======== MATERIAL FOR THE TASK ========
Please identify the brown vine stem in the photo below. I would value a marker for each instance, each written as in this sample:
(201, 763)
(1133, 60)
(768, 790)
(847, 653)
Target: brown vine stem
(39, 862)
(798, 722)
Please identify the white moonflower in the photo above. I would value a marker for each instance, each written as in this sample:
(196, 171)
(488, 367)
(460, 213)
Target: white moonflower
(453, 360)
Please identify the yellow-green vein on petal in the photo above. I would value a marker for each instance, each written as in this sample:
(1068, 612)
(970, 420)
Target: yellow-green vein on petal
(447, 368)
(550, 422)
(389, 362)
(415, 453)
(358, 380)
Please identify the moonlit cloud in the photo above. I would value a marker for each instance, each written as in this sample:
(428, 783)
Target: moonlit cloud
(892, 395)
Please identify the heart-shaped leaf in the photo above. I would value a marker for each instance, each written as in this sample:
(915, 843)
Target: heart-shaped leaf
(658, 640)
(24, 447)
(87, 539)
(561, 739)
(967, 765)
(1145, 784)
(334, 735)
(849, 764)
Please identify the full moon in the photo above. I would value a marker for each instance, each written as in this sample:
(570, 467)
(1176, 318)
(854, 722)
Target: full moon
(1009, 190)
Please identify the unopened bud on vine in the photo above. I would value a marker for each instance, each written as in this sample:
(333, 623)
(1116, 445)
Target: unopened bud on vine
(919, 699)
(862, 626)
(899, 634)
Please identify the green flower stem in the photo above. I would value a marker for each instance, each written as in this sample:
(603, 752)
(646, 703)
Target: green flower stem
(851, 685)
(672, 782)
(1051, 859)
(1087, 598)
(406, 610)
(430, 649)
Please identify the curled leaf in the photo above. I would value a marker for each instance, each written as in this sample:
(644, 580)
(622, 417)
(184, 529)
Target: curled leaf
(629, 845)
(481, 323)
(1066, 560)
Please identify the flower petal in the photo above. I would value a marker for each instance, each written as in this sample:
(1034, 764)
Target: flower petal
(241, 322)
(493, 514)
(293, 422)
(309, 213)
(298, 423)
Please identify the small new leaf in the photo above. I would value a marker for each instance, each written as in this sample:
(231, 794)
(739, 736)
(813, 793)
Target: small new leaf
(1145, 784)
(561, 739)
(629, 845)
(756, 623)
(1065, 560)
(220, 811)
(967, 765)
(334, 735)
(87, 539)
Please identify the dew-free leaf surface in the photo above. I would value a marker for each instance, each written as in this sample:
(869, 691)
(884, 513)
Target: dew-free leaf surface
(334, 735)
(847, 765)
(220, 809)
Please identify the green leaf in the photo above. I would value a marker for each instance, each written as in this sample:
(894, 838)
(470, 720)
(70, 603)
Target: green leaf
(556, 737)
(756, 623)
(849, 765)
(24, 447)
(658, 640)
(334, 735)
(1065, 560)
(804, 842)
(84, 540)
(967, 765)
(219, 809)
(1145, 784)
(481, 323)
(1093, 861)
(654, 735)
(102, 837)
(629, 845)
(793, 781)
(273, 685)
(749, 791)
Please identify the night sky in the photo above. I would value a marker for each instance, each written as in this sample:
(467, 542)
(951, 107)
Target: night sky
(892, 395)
========
Lines wanted from the listing above: the line with "(1176, 318)" up to and including the line with "Please identify the curled". Please write them out exactly, adding nothing else.

**EXERCISE RESULT:**
(1176, 318)
(854, 722)
Target: full moon
(1009, 190)
Please identify the unopened bud on vine in the photo above. I would value a marker for each instance, each written as in this sample:
(333, 623)
(1116, 445)
Target: unopened bud on vine
(919, 699)
(862, 626)
(899, 634)
Please identify the green flower stem in the photo above. I would value a marker for each instance, each written as in this sample:
(603, 752)
(646, 703)
Target: green flower stem
(851, 685)
(672, 782)
(1051, 859)
(1087, 598)
(406, 610)
(430, 649)
Please identify the curled leaf in the photo above. I would value a marker for each instance, each written as in this sample:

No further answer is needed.